How many lines in the records below contain the string "hand"? Give only the number.

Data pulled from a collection
_ _ _ _ _
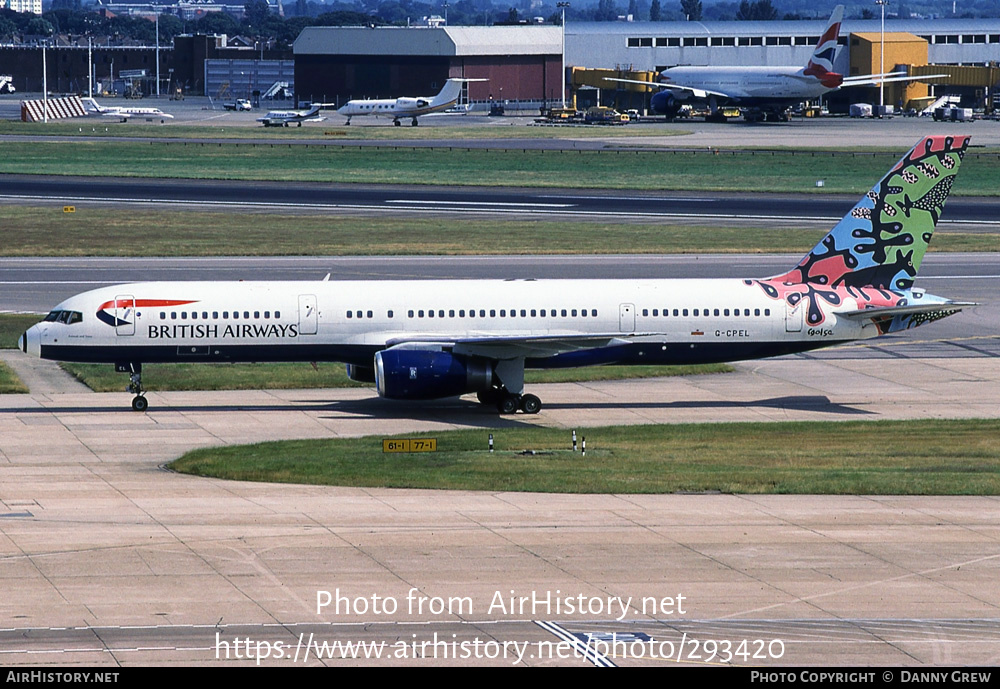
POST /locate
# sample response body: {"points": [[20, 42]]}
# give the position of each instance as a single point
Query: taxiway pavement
{"points": [[116, 561]]}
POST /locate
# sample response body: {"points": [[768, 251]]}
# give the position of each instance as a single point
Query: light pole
{"points": [[562, 75], [881, 83]]}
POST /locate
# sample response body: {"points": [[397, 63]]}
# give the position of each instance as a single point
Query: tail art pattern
{"points": [[873, 254]]}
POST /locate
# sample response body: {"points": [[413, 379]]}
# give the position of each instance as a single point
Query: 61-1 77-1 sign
{"points": [[409, 445]]}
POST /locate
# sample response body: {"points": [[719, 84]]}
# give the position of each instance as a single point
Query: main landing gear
{"points": [[507, 402]]}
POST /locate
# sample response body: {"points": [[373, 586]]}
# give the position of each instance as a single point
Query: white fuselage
{"points": [[659, 321], [748, 83]]}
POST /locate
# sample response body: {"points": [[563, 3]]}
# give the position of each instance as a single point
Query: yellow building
{"points": [[901, 50]]}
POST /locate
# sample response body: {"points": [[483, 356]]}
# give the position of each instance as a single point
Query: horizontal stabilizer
{"points": [[910, 310]]}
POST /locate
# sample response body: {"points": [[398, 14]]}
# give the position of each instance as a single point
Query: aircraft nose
{"points": [[29, 342]]}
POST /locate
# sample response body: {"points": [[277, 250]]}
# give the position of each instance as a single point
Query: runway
{"points": [[116, 561], [975, 214]]}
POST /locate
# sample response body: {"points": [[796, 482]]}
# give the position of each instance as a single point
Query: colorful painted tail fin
{"points": [[882, 241]]}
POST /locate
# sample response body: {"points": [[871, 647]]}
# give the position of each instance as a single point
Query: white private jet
{"points": [[402, 107], [125, 113], [282, 118], [427, 339], [764, 93]]}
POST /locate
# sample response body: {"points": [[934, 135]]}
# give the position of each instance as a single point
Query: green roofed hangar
{"points": [[336, 64]]}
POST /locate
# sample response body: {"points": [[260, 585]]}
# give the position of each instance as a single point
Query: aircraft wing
{"points": [[512, 347], [697, 93], [876, 79]]}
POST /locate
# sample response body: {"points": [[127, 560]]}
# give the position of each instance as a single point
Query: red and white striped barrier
{"points": [[59, 109]]}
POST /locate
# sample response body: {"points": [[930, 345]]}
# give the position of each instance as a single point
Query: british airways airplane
{"points": [[430, 339], [763, 93]]}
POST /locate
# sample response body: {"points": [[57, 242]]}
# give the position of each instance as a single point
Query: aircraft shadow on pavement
{"points": [[796, 403], [459, 412]]}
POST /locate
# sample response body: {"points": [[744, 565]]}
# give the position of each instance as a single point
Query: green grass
{"points": [[844, 458], [51, 232], [10, 384], [290, 376], [45, 231], [781, 172]]}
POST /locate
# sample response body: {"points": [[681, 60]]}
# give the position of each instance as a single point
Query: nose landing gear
{"points": [[139, 402]]}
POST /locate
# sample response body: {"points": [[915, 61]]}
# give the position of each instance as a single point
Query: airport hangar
{"points": [[911, 45], [334, 64]]}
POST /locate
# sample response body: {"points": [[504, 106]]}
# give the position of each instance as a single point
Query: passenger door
{"points": [[308, 318]]}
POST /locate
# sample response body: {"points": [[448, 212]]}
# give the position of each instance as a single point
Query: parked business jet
{"points": [[397, 108], [429, 339], [282, 118], [763, 93], [125, 112]]}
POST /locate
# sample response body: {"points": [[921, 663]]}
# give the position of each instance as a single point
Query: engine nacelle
{"points": [[420, 374], [411, 103], [361, 374], [665, 103]]}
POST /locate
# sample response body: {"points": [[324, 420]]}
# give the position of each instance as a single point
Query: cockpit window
{"points": [[67, 317]]}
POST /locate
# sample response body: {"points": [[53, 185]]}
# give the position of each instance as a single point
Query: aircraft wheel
{"points": [[508, 404], [491, 396], [530, 404]]}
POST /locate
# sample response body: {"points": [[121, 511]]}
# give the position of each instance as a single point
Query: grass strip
{"points": [[10, 384], [475, 130], [644, 170], [923, 457], [47, 231]]}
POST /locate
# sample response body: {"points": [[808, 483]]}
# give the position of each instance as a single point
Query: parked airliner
{"points": [[282, 118], [761, 92], [427, 339], [397, 108], [126, 112]]}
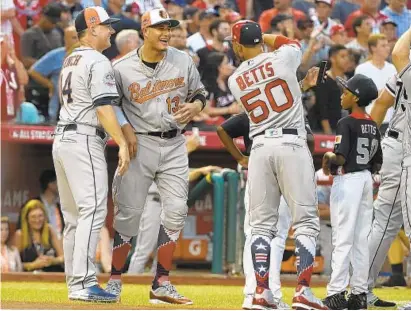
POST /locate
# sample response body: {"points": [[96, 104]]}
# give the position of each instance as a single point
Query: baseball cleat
{"points": [[263, 300], [336, 301], [167, 293], [114, 287], [92, 294], [357, 302], [304, 299], [374, 301]]}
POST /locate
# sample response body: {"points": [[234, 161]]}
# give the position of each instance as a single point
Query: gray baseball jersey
{"points": [[86, 77], [149, 103]]}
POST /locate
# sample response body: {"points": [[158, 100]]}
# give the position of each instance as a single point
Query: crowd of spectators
{"points": [[355, 36]]}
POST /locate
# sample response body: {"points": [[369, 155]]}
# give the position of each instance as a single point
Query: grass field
{"points": [[36, 295]]}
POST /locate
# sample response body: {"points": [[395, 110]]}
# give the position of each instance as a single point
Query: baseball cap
{"points": [[362, 87], [329, 2], [246, 32], [336, 29], [157, 17], [92, 16], [53, 12]]}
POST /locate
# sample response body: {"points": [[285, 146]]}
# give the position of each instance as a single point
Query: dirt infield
{"points": [[178, 278]]}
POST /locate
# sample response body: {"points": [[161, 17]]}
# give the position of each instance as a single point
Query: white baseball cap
{"points": [[92, 16], [157, 17]]}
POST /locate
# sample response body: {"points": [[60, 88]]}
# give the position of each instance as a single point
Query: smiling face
{"points": [[158, 36]]}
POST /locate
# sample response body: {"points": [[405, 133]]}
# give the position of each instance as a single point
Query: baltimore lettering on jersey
{"points": [[140, 94]]}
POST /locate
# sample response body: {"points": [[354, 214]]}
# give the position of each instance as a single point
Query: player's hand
{"points": [[187, 112], [123, 160], [131, 139], [244, 162]]}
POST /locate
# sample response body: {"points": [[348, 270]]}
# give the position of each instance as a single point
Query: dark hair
{"points": [[210, 74], [358, 22], [215, 25], [334, 49], [47, 177]]}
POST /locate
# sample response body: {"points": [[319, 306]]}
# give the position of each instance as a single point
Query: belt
{"points": [[73, 127], [393, 134], [164, 135], [284, 131]]}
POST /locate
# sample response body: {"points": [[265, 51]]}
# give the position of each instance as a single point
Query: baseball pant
{"points": [[82, 181], [406, 199], [387, 208], [276, 254], [147, 235], [325, 242], [351, 218], [280, 165], [163, 161]]}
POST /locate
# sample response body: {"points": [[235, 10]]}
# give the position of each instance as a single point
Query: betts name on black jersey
{"points": [[358, 140]]}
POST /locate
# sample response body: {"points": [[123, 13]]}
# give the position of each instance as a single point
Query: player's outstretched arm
{"points": [[384, 101], [108, 120], [401, 51], [231, 147]]}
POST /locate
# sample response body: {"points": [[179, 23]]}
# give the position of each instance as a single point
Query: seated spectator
{"points": [[379, 70], [219, 30], [325, 114], [10, 257], [338, 35], [215, 81], [280, 7], [200, 39], [37, 242], [313, 45], [343, 8], [36, 42], [49, 197], [362, 29], [46, 71], [397, 12], [13, 80], [126, 41], [370, 8]]}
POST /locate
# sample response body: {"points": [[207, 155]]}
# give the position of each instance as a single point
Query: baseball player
{"points": [[87, 91], [160, 93], [357, 153], [280, 161], [238, 126]]}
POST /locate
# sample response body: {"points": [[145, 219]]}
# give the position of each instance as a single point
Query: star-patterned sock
{"points": [[260, 252], [305, 252]]}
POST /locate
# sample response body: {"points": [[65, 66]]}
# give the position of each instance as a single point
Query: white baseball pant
{"points": [[351, 219]]}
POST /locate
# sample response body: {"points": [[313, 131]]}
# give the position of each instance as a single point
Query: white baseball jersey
{"points": [[150, 102], [86, 77], [267, 87]]}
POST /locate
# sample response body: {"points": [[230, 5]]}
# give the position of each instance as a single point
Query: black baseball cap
{"points": [[92, 16], [246, 32], [362, 87], [53, 12]]}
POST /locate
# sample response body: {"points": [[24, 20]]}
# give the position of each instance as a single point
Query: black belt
{"points": [[167, 135], [285, 131], [73, 127], [393, 134]]}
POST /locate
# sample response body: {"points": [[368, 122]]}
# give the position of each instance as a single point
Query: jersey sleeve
{"points": [[102, 81], [342, 139], [237, 126]]}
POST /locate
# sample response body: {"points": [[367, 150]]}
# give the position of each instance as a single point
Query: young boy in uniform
{"points": [[357, 154]]}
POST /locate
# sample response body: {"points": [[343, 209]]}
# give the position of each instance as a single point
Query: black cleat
{"points": [[336, 301], [357, 302]]}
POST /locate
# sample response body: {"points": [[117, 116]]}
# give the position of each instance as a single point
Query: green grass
{"points": [[204, 297]]}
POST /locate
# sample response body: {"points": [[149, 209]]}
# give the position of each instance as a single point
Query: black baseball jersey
{"points": [[239, 126], [358, 140]]}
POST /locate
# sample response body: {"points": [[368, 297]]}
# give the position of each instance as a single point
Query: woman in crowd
{"points": [[10, 257], [39, 247]]}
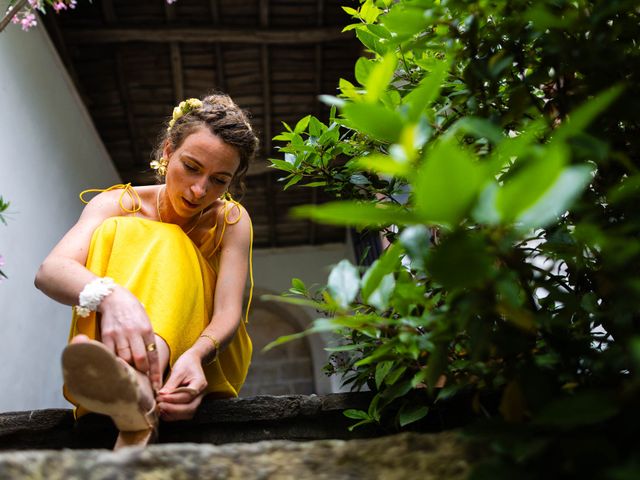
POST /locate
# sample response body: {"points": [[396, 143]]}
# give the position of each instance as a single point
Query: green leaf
{"points": [[427, 92], [379, 77], [416, 240], [462, 260], [302, 124], [525, 188], [369, 12], [298, 284], [380, 352], [410, 413], [371, 41], [558, 198], [580, 118], [436, 364], [351, 11], [303, 302], [384, 265], [447, 184], [395, 375], [360, 423], [398, 390], [517, 146], [405, 22], [282, 165], [479, 128], [374, 120], [344, 283], [355, 414], [295, 179], [380, 297], [363, 69], [383, 164], [314, 184], [355, 214], [585, 408], [382, 369]]}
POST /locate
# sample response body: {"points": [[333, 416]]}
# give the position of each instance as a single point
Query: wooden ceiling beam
{"points": [[203, 35], [175, 56], [215, 18], [270, 195]]}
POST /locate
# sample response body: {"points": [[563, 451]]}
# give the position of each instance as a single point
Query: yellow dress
{"points": [[175, 281]]}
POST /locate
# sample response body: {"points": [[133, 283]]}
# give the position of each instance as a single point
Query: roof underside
{"points": [[133, 60]]}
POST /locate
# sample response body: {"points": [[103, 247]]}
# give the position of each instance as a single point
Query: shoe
{"points": [[103, 383]]}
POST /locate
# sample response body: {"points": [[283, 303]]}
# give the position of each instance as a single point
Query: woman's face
{"points": [[199, 172]]}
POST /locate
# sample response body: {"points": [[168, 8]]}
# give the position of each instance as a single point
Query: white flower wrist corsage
{"points": [[92, 295]]}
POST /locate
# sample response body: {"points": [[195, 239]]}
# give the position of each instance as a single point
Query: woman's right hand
{"points": [[126, 330]]}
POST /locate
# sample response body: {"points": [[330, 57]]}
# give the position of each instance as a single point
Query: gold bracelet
{"points": [[216, 344]]}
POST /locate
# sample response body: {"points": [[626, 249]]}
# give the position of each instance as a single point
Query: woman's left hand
{"points": [[182, 393]]}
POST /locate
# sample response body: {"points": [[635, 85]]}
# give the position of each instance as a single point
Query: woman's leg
{"points": [[147, 395]]}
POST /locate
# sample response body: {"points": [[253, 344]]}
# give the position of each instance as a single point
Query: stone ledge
{"points": [[290, 417], [403, 456]]}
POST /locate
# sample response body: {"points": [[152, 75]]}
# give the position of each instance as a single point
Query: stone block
{"points": [[405, 456]]}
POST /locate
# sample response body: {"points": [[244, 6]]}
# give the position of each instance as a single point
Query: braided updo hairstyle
{"points": [[224, 119]]}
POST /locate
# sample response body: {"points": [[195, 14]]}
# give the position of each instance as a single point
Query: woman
{"points": [[157, 274]]}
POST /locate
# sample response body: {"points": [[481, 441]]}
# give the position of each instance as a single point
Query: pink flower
{"points": [[28, 21]]}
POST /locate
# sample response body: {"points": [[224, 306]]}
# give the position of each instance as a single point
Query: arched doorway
{"points": [[286, 369]]}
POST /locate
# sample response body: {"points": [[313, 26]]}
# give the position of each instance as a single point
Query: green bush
{"points": [[512, 127], [3, 207]]}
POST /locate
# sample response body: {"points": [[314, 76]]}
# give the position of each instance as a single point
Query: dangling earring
{"points": [[160, 166]]}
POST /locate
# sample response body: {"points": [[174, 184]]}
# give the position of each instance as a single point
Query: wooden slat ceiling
{"points": [[133, 60]]}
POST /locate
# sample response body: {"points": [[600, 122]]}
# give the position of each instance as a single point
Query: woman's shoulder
{"points": [[120, 199]]}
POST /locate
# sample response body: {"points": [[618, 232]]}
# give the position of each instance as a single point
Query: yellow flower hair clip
{"points": [[183, 108], [160, 166]]}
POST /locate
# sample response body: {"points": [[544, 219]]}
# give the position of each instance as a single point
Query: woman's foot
{"points": [[103, 383]]}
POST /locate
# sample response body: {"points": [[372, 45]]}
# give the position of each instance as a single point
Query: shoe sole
{"points": [[102, 383]]}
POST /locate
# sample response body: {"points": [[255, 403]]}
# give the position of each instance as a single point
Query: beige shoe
{"points": [[103, 383]]}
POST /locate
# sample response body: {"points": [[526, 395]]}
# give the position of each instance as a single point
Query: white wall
{"points": [[273, 271], [49, 152]]}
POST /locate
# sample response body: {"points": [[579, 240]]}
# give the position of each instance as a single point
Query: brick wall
{"points": [[286, 369]]}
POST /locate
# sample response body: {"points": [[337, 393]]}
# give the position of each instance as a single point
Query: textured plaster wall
{"points": [[49, 152], [274, 269]]}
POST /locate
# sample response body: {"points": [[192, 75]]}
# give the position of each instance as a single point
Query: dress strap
{"points": [[227, 211], [126, 188]]}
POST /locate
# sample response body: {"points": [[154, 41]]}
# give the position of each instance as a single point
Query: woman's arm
{"points": [[62, 276], [187, 371]]}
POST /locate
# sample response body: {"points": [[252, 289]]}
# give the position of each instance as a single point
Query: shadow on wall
{"points": [[286, 369]]}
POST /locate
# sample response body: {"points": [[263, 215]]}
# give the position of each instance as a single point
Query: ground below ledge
{"points": [[264, 437]]}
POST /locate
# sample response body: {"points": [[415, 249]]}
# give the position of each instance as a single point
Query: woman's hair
{"points": [[224, 119]]}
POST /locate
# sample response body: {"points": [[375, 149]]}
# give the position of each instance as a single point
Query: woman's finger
{"points": [[179, 395], [124, 352], [153, 359], [139, 353], [179, 411]]}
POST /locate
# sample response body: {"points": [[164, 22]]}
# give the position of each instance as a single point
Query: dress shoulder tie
{"points": [[235, 205], [126, 188]]}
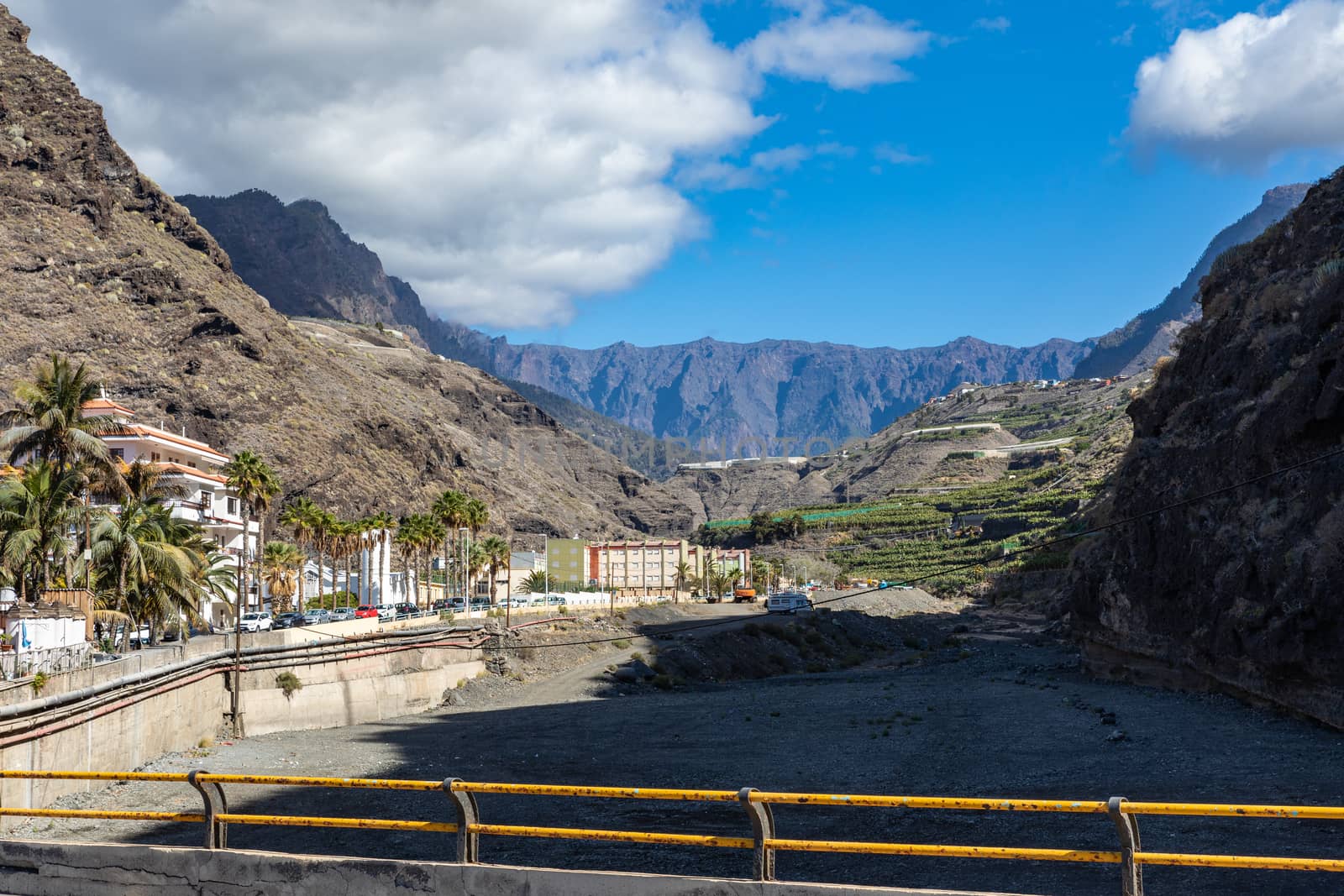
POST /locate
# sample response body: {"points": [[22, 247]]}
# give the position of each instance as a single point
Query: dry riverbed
{"points": [[956, 701]]}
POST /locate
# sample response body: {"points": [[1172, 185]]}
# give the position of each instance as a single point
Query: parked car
_ _ _ _ _
» **OUTPUT OF THE EXERCISE**: 3